◆ **TASK OBJECTIVE**:
Only the lines from the line containing "The call MUST return, for every instance of the skirt, the" to the end of the entries should be repeated, exactly as they appear.

◆ **INPUT FOR THIS TASK**:
= = = = = = =

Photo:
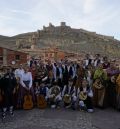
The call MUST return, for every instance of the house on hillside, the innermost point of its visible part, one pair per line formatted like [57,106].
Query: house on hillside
[12,57]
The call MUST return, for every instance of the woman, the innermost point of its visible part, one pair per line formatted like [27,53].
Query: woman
[85,97]
[8,84]
[99,87]
[118,92]
[112,72]
[26,85]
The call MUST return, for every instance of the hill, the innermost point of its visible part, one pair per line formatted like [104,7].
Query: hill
[66,38]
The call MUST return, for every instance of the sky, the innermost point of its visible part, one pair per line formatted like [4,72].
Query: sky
[21,16]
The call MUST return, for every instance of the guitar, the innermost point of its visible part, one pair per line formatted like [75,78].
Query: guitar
[41,102]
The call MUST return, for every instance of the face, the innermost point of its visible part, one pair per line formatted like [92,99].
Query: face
[26,69]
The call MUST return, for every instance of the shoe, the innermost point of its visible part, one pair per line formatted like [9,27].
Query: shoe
[90,110]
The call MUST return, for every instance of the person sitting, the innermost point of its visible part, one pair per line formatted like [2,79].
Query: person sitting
[55,96]
[85,97]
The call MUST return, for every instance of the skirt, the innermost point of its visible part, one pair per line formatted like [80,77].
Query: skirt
[21,93]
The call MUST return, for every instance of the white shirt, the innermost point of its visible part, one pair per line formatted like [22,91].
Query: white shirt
[26,77]
[19,72]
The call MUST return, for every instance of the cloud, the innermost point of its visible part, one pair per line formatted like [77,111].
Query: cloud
[101,16]
[89,6]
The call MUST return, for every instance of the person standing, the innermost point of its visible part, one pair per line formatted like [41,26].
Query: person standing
[8,86]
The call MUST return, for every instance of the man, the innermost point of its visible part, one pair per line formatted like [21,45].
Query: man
[8,85]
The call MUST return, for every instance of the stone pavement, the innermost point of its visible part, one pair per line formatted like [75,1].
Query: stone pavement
[59,119]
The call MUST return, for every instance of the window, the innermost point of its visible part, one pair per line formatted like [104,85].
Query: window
[17,57]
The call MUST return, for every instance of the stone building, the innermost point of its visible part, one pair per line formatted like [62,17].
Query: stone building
[12,57]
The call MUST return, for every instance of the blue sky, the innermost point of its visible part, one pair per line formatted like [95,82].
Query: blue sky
[20,16]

= = = = = = =

◆ **COMPLETED TASK**:
The call MUST return, for every instance of the skirt, the innermost point of its visible part, one pair per line formatted like [80,77].
Query: skirt
[21,93]
The call MUST return, for every instance of the white shirt, the innermost point of its visible part, one pair per line formatted like [22,91].
Query: white shirt
[26,77]
[19,72]
The call MUST return, for every instance of the cloud, the innermost point of its visible part, one pair per line formatted like [77,111].
Query: cloud
[101,16]
[89,6]
The call MUST return, for every instance of the person standing, the innermost point of its visible part, one pair per line formatted like [41,26].
Query: person standing
[8,86]
The call MUST return, for every instance of the man, the innermost point of its visible part, one pair per line formatted like [21,45].
Query: man
[8,85]
The call MUST return, for every instance of the stone pavement, the innermost point of its visible part, one pair per line formatted like [75,1].
Query: stone pavement
[59,119]
The call MUST return, for every instance of the window, the innermost point of its visible part, one pair per line formatted like [104,85].
Query: window
[17,57]
The call MUST return, for every instance of the stone building, the innermost point of its visible part, one pair per line formatted like [62,17].
Query: stone building
[12,57]
The call MUST return, for every instance of the blue sky, the innermost point of its visible part, one pair per line formatted like [95,82].
Query: blue sky
[20,16]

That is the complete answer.